Problems to work on:
[1] Using the text on share transfers and e-VAT, say whether each statement agrees with it. Answer yes or no, and quote the words of the text that decide it.
(a) The draft suspends the communication of taxpayers' fiscal risk classification until the end of 2026.
(b) The draft adds new RO e-VAT compliance notification mechanisms.
(c) Some provisions on excise duties were already adopted through a different ordinance.
[2] Write a continuation of the text on share transfers and e-VAT, starting after its final sentence.

━━━━━ Text ━━━━━

New Rules on Share Transfers and e-VAT
What is changing
The Ministry of Finance has issued a draft ordinance introducing several fiscal changes, notably tightening rules on the transfer of shares in limited liability companies and revising aspects of the RO e-VAT system. Under the proposal, share transfers will only be recognized by tax authorities after verification of the company’s fiscal status and submission of a tax clearance certificate, aiming to prevent the transfer of companies with outstanding tax liabilities. The draft also removes certain RO e-VAT compliance notification mechanisms and suspends the communication of taxpayers’ fiscal risk classification until the end of 2026.
The ordinance will most probably be amended and republished on the Ministry’s website, given that several provisions on excise duties were already adopted through another ordinance from last week.
Why this matters
Companies involved in share transfers will face stricter tax checks, potentially delaying transactions and increasing administrative requirements. At the same time, the temporary suspension of fiscal risk communication may reduce immediate compliance pressure, though uncertainty around risk classification remains.

━━━━━ Dataset extract ━━━━━

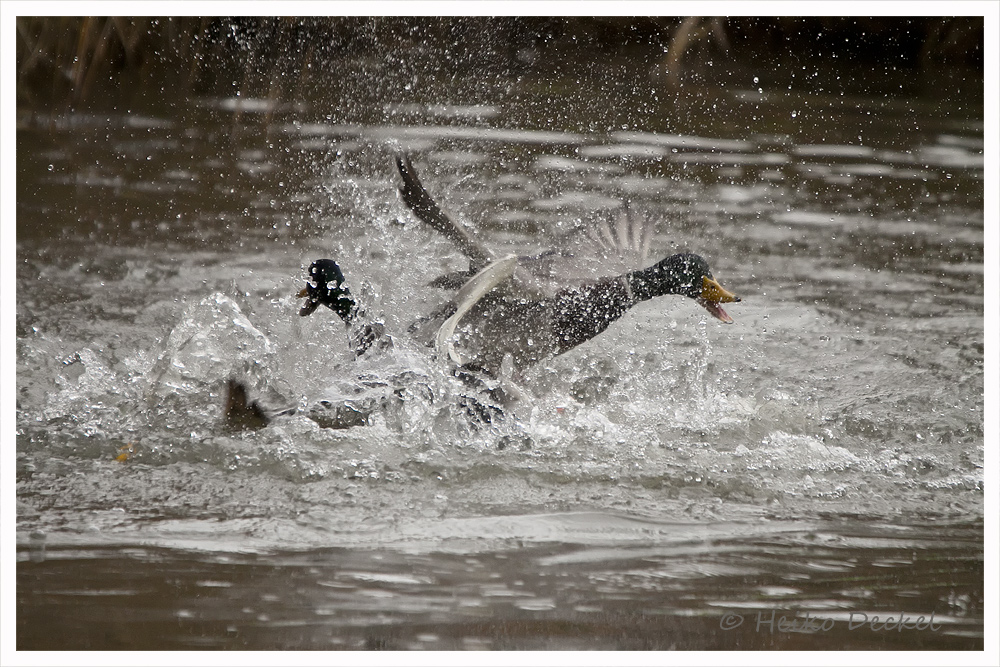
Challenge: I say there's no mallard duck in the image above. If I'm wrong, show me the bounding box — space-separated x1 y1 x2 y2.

━━━━━

Answers to this exercise:
[1]
(a) Yes: "suspends the communication of taxpayers’ fiscal risk classification until the end of 2026"
(b) No: "removes certain RO e-VAT compliance notification mechanisms"
(c) Yes: "several provisions on excise duties were already adopted through another ordinance from last week"

[2]
Next steps (internal)
Businesses planning share transfers should ensure all tax obligations are settled and documentation is in order to avoid delays, in case the ordinance is adopted. Companies should also monitor further changes to the RO e-VAT system and prepare for the reintroduction of fiscal risk communication after 2026.
Replacing Fiscal Depreciation with Immediate Deductibility
What is changing
A new legislative initiative by USR and UDMR, registered in the Senate, proposes to abolish fiscal depreciation and replace it with full, immediate deductibility of all expenses related to the acquisition, production, or construction of fixed assets. Under the proposal, the entire value of an investment would reduce taxable profit in the year the expense is incurred, rather than being spread over the asset’s useful life. It also allows full recovery of past fiscal losses without the current 70% annual limit.
With low to medium chances of passing the Parliament’s vote, the proposal currently waits to start its debates in the Senate’s committees, where MPs could bring amendments.
Why this matters
Companies could benefit from significant cash flow improvements and reduced effective tax burdens, making investments in fixed assets more financially attractive. The changes increase predictability in financial planning, provide more flexibility in managing losses, and simplify accounting for tax purposes.
Next steps (internal)
If the bill is adopted, businesses should review current and planned capital expenditures, assess potential tax savings under immediate deductibility, adjust financial planning and accounting practices, and monitor the government’s forthcoming methodological norms to ensure correct application if the law is adopted.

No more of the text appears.